TEXT:
There’s No Place Like Homes

Why old houses make some of the best literary characters.

There’s No Place Like Homes

Most readers will be drawn to Yael van der Wouden’s self-assured debut, The Safekeep, shortlisted for this year’s Booker Prize, for its clever plotting and erotic lesbian love affair. But for me, the most fascinating element in the novel is the house. It’s a country home in Holland whose complex wartime history is only revealed in the last third of the book.

The story begins when Isabel, who has been living there alone, discovers a shard of porcelain in the garden. We come to realize that she compulsively maintains an inventory of all the household items — the china, silverware, fountain pens, and letter openers — so the shard perplexes her. Hand-painted with a hare motif, it’s from her mother’s collection, none of which is missing or broken. This has significance as the story develops.

I’m particularly interested in old houses right now because our family is in the middle of buying one in France. It’s the culmination of several years’ planning and dreaming, which began during the pandemic, when we realized we were too spread apart.

[Object descriptions in free text]
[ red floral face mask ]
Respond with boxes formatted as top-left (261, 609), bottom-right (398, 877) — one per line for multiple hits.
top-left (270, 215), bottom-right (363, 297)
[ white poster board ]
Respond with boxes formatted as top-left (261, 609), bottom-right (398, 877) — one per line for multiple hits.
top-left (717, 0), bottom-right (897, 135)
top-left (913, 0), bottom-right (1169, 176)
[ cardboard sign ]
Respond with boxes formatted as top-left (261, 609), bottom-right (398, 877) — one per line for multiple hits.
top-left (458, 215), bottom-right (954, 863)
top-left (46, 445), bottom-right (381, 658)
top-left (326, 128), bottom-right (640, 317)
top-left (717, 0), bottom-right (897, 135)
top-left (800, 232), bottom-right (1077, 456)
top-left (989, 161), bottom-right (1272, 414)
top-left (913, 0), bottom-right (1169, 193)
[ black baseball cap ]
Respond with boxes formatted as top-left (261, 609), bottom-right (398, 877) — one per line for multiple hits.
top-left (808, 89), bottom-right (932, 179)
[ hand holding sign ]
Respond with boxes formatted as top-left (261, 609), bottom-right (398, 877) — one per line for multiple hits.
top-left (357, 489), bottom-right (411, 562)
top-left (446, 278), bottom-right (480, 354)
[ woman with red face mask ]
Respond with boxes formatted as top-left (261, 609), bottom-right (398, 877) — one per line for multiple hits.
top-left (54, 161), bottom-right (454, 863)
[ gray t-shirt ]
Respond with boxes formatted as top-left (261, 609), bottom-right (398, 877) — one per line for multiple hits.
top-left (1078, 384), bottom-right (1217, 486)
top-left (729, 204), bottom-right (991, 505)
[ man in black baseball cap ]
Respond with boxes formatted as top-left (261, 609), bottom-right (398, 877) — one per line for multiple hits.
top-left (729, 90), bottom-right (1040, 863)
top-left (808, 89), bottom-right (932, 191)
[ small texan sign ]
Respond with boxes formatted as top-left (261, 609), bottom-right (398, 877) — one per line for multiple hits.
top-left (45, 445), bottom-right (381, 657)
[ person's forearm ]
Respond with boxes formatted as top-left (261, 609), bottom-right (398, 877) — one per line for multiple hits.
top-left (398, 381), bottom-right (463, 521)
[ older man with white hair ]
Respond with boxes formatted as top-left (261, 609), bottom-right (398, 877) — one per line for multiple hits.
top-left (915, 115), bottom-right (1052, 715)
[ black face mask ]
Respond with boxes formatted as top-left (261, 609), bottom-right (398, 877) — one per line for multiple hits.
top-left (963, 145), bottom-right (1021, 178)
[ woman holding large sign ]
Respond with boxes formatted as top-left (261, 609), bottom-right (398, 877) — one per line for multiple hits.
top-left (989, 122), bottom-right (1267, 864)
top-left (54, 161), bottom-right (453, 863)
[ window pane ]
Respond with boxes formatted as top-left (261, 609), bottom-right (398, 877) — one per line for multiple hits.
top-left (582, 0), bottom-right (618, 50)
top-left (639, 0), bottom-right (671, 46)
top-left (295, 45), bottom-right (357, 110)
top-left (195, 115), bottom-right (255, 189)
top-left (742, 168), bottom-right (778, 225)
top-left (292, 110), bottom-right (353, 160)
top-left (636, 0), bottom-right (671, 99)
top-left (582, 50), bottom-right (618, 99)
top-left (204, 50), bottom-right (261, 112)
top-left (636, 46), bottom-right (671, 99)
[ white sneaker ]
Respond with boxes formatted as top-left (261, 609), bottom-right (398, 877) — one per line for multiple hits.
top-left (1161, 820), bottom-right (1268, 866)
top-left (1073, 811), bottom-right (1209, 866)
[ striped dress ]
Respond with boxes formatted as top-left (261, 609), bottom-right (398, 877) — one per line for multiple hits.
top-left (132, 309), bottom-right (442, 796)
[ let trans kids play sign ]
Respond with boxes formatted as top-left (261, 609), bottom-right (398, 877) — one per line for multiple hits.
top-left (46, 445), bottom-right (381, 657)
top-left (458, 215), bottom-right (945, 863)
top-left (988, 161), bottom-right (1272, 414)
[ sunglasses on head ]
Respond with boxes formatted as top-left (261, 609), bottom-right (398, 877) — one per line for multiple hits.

YOUR INSTRUCTIONS: Copy the text on old houses as literary characters from "Most readers will" up to and including "the story develops.", swapping each "shard" for "fragment". The lines were taken from a separate source.

ANSWER TO THIS EXERCISE:
Most readers will be drawn to Yael van der Wouden’s self-assured debut, The Safekeep, shortlisted for this year’s Booker Prize, for its clever plotting and erotic lesbian love affair. But for me, the most fascinating element in the novel is the house. It’s a country home in Holland whose complex wartime history is only revealed in the last third of the book.

The story begins when Isabel, who has been living there alone, discovers a fragment of porcelain in the garden. We come to realize that she compulsively maintains an inventory of all the household items — the china, silverware, fountain pens, and letter openers — so the fragment perplexes her. Hand-painted with a hare motif, it’s from her mother’s collection, none of which is missing or broken. This has significance as the story develops.